[Start Stored records]

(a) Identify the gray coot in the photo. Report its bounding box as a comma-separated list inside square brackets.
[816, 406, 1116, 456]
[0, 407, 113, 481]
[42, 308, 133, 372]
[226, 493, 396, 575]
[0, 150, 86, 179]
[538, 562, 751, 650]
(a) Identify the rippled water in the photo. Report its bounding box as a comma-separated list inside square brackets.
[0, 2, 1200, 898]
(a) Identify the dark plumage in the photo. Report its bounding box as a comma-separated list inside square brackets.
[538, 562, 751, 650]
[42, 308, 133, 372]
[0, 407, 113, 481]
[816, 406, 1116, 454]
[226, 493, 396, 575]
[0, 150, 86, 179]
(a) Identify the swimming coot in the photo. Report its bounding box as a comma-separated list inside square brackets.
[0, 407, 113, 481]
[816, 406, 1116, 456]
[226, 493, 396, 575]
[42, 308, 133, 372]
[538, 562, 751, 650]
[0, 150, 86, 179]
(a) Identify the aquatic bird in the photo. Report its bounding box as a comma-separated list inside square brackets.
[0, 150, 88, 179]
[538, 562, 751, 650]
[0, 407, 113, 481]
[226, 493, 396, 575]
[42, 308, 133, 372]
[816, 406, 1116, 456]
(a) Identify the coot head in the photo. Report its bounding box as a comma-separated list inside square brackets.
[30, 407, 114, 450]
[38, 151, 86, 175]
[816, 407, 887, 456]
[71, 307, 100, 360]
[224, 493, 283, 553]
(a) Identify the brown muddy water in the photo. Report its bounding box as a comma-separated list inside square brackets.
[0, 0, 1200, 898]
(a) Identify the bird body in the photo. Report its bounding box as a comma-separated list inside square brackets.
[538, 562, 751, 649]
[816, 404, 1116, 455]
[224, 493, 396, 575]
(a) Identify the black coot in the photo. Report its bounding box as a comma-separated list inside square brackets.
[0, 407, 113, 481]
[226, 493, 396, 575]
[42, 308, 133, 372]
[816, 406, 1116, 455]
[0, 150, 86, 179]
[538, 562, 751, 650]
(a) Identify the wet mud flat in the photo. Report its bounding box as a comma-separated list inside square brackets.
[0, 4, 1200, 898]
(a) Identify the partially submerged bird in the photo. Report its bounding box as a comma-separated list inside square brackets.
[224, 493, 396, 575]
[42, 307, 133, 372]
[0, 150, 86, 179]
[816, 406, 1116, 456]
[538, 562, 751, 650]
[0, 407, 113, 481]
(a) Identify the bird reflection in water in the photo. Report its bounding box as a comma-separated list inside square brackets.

[End Stored records]

== Set problem ==
Reproduce all of the material above word for word, with nothing left out or changed.

== The solution ==
(a) Identify the gray coot in the photo. Report its bounding box as a comma-separated list inside square brackets.
[816, 406, 1116, 456]
[0, 407, 113, 481]
[42, 308, 133, 372]
[226, 493, 396, 575]
[0, 150, 86, 179]
[538, 562, 751, 650]
(a) Identify the rippled water in the photo. Report its bounding box as a comma-separated list inside square brackets.
[0, 2, 1200, 898]
(a) Identify the dark plumage in the photo. Report its bounding box as a comma-separated list inside square brackets.
[538, 562, 751, 650]
[42, 308, 133, 372]
[0, 407, 113, 481]
[816, 406, 1116, 454]
[226, 493, 396, 575]
[0, 150, 86, 179]
(a) Identify the swimming coot in the photo. Report its bounding box as a comma-separated list inside square brackets.
[0, 407, 113, 481]
[816, 406, 1116, 456]
[226, 493, 396, 575]
[42, 308, 133, 372]
[538, 562, 751, 650]
[0, 150, 86, 179]
(a) Identify the aquatic bird in the photo. Report its bounding box as a comma-separated list inside square brackets.
[0, 150, 88, 179]
[538, 562, 751, 650]
[0, 407, 113, 481]
[226, 493, 396, 575]
[42, 308, 133, 372]
[816, 406, 1116, 456]
(a) Identify the coot head in the photo. Report its bounding box as a comma-separated list inside square brackets.
[30, 407, 114, 450]
[38, 151, 86, 175]
[816, 407, 887, 456]
[71, 307, 100, 360]
[224, 493, 283, 553]
(a) Identify the brown muddy water in the photo. Report its bounding box as a comma-separated list inside square brackets.
[0, 0, 1200, 898]
(a) Identify the bird body in the photo. Report its bounding box as a comma-separated list inside square brackets.
[538, 562, 751, 649]
[816, 404, 1116, 455]
[224, 493, 396, 575]
(a) Identify the black coot in the photo. Report its bounding box as a comma-separated list inside square brackets.
[0, 407, 113, 481]
[226, 493, 396, 575]
[42, 308, 133, 372]
[816, 406, 1116, 455]
[0, 150, 86, 179]
[538, 562, 751, 650]
(a) Identify the wet mud flat in the photo. Report its bounding box as a comma-separated list inside square brackets.
[0, 4, 1200, 898]
(a) Identify the partially submerged bird in the photo. Report its bounding box as a comma-separated list inside square brackets.
[224, 493, 396, 575]
[42, 307, 133, 372]
[0, 150, 86, 179]
[816, 406, 1116, 456]
[538, 562, 751, 650]
[0, 407, 113, 481]
(a) Identify the bird reflection in water in the photo. Report its bounding box as a comma-separated list inside square brackets.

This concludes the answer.